==== Data lines ====

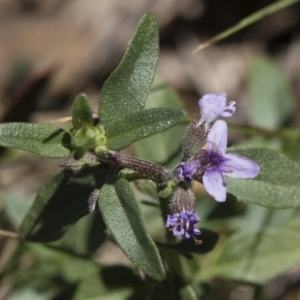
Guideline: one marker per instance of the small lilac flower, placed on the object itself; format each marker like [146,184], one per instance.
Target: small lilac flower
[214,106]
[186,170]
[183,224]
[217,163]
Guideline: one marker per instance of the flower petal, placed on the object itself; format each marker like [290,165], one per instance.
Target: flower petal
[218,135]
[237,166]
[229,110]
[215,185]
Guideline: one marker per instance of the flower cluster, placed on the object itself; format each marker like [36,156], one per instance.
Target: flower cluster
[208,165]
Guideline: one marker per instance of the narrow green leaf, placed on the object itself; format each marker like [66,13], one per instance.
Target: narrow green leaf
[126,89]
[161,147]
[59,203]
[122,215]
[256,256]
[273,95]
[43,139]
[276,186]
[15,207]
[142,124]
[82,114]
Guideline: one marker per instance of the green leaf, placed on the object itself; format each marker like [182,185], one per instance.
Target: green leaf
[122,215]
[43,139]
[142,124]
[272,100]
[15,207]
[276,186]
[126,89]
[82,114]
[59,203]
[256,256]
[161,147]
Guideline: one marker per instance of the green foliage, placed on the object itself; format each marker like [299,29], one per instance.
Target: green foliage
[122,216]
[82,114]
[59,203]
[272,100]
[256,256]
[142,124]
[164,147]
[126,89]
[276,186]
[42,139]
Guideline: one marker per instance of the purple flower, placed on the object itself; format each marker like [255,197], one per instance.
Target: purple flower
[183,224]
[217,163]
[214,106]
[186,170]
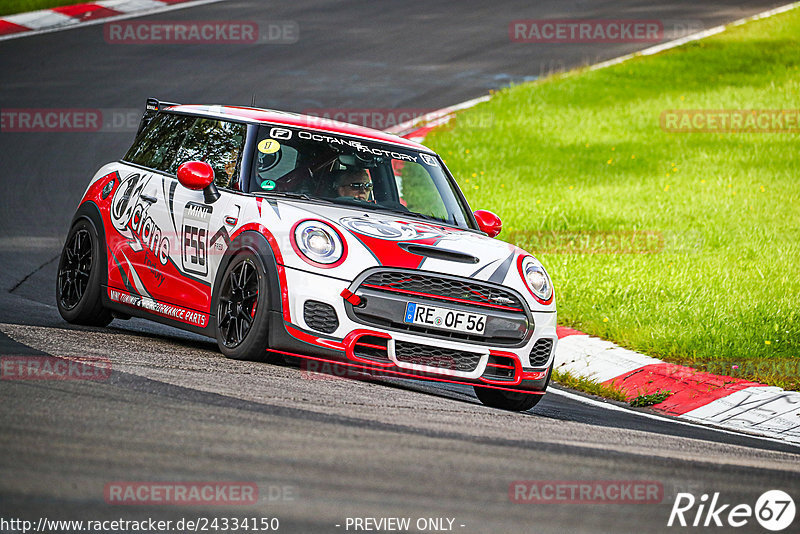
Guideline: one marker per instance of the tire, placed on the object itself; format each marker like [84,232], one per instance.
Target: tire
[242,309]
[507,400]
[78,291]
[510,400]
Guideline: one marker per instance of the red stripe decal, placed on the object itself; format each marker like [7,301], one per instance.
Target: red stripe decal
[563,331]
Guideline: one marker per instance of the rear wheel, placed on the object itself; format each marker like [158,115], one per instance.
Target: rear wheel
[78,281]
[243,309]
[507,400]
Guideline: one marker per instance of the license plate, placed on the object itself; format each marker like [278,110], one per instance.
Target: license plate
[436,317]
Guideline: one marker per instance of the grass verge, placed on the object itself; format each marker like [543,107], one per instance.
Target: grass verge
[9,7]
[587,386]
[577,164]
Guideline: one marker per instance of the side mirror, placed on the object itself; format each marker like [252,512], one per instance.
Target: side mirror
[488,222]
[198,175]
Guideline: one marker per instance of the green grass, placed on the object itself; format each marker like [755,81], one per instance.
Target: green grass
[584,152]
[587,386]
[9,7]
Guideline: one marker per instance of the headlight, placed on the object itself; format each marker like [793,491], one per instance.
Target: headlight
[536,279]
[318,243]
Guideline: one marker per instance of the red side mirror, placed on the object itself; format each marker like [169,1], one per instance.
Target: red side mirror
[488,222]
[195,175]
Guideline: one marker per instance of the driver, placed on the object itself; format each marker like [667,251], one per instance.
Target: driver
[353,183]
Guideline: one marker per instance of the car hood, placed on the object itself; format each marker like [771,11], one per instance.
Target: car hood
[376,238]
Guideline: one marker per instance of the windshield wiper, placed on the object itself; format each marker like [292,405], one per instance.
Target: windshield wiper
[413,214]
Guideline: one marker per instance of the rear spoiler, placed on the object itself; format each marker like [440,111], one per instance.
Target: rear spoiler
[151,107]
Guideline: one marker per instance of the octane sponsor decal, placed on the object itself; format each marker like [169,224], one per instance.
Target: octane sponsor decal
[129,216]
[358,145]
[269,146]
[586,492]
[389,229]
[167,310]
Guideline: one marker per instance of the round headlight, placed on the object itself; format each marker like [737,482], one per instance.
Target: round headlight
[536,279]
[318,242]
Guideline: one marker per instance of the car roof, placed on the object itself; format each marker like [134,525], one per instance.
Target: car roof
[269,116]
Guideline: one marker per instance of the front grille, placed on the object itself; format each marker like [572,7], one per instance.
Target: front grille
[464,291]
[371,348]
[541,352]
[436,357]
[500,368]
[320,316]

====
==== Data lines ====

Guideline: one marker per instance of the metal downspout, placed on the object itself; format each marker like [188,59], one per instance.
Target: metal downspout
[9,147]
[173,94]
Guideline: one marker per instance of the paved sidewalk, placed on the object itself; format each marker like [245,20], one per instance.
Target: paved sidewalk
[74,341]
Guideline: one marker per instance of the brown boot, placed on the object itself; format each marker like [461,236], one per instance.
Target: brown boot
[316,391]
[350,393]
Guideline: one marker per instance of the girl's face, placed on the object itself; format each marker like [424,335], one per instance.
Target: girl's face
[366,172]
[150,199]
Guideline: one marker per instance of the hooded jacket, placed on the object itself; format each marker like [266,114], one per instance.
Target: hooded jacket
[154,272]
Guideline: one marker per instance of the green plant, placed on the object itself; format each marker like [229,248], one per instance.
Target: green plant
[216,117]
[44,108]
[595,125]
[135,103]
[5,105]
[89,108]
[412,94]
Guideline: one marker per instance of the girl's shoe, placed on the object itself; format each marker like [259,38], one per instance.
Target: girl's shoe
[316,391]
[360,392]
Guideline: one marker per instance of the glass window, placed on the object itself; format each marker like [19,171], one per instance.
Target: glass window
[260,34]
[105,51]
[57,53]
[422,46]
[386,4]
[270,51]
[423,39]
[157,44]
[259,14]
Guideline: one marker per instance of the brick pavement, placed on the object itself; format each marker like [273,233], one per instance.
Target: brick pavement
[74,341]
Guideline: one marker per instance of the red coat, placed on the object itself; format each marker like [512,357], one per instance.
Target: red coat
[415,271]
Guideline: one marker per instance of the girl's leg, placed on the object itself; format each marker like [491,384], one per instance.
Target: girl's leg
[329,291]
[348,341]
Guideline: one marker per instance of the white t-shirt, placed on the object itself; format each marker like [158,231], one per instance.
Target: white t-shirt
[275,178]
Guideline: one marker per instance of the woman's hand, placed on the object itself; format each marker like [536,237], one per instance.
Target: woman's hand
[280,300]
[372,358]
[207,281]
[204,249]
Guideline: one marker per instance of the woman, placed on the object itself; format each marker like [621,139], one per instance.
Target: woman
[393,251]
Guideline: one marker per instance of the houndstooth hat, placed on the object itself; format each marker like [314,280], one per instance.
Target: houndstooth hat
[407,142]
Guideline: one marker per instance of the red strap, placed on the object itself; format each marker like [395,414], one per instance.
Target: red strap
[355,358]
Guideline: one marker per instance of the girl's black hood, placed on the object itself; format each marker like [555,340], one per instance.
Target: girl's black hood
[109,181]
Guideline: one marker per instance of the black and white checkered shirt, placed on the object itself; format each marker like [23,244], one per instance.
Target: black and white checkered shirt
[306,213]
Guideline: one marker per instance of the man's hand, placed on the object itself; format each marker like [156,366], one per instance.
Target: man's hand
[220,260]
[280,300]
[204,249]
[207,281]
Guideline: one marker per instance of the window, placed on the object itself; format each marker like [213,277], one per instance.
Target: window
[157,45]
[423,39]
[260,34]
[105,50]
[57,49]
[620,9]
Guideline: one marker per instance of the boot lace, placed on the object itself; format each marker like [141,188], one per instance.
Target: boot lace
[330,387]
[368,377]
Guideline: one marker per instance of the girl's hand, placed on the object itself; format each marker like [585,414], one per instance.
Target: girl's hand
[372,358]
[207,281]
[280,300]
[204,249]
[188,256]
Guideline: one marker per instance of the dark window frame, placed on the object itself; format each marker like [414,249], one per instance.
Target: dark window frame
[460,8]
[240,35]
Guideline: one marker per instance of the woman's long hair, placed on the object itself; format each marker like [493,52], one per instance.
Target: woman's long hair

====

### [Work to do]
Rewrite the records starting at the line with "Guideline: one marker per instance of the woman's long" and ending at the line with "Target: woman's long hair", changing "long hair" to "braided hair" and keeping everything else the same. Give only those lines.

### [Written reply]
Guideline: one marker per instance of the woman's braided hair, placed on the object itself; format each marker like [493,52], one per instance.
Target: woman's braided hair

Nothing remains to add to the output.